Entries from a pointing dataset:

* START *

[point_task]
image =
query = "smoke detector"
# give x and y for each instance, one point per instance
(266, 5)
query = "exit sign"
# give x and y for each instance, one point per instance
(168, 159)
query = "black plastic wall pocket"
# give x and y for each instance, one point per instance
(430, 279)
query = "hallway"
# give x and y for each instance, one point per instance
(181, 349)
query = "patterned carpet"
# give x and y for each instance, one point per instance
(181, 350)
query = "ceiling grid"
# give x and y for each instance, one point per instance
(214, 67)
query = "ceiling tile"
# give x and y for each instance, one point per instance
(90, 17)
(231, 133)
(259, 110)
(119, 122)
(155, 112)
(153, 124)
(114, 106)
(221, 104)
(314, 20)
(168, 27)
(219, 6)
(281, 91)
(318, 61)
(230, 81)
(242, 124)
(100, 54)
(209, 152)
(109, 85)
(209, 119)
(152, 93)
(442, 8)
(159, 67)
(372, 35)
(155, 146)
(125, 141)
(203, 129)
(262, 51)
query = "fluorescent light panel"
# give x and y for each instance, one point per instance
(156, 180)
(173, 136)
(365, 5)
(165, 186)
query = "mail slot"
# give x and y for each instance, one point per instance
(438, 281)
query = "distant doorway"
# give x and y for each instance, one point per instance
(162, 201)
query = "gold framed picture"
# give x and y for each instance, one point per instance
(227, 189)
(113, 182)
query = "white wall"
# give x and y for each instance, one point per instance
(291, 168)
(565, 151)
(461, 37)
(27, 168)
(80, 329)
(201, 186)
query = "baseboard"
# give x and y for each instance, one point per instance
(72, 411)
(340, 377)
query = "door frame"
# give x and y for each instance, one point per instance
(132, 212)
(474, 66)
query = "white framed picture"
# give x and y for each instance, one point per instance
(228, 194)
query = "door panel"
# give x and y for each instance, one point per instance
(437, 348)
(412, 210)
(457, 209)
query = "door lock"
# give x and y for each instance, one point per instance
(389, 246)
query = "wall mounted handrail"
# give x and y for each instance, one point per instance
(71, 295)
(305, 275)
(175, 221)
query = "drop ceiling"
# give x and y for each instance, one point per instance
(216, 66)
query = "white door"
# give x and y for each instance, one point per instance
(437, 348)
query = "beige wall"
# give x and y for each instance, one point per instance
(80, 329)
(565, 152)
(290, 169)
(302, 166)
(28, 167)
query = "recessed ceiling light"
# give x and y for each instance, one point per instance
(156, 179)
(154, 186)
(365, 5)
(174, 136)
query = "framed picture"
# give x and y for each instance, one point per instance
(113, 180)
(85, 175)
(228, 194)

* END *
* START *

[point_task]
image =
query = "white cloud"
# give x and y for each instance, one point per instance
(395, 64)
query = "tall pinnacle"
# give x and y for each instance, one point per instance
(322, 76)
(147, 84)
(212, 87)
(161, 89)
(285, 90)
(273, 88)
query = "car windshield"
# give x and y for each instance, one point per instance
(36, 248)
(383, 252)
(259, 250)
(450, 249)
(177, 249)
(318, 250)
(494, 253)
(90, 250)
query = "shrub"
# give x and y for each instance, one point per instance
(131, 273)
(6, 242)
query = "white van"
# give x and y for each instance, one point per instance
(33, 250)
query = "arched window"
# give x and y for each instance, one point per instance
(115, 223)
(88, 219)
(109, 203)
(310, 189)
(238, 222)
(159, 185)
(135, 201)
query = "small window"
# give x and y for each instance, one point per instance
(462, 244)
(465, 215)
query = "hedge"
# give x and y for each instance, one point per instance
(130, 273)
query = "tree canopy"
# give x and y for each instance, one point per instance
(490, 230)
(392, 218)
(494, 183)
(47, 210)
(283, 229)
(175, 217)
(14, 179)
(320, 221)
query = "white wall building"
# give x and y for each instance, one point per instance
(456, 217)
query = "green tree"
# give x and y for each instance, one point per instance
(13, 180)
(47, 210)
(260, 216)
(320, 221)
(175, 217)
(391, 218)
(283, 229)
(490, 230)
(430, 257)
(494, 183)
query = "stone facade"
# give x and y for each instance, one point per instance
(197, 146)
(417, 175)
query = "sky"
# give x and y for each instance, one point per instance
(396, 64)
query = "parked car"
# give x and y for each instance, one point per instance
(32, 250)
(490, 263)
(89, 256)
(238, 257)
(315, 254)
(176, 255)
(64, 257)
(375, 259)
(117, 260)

* END *

TO BE DONE - Pull out each line above that contains the string "panel", copying every one in full.

OUTPUT -
query = "fluorescent light panel"
query = "door panel"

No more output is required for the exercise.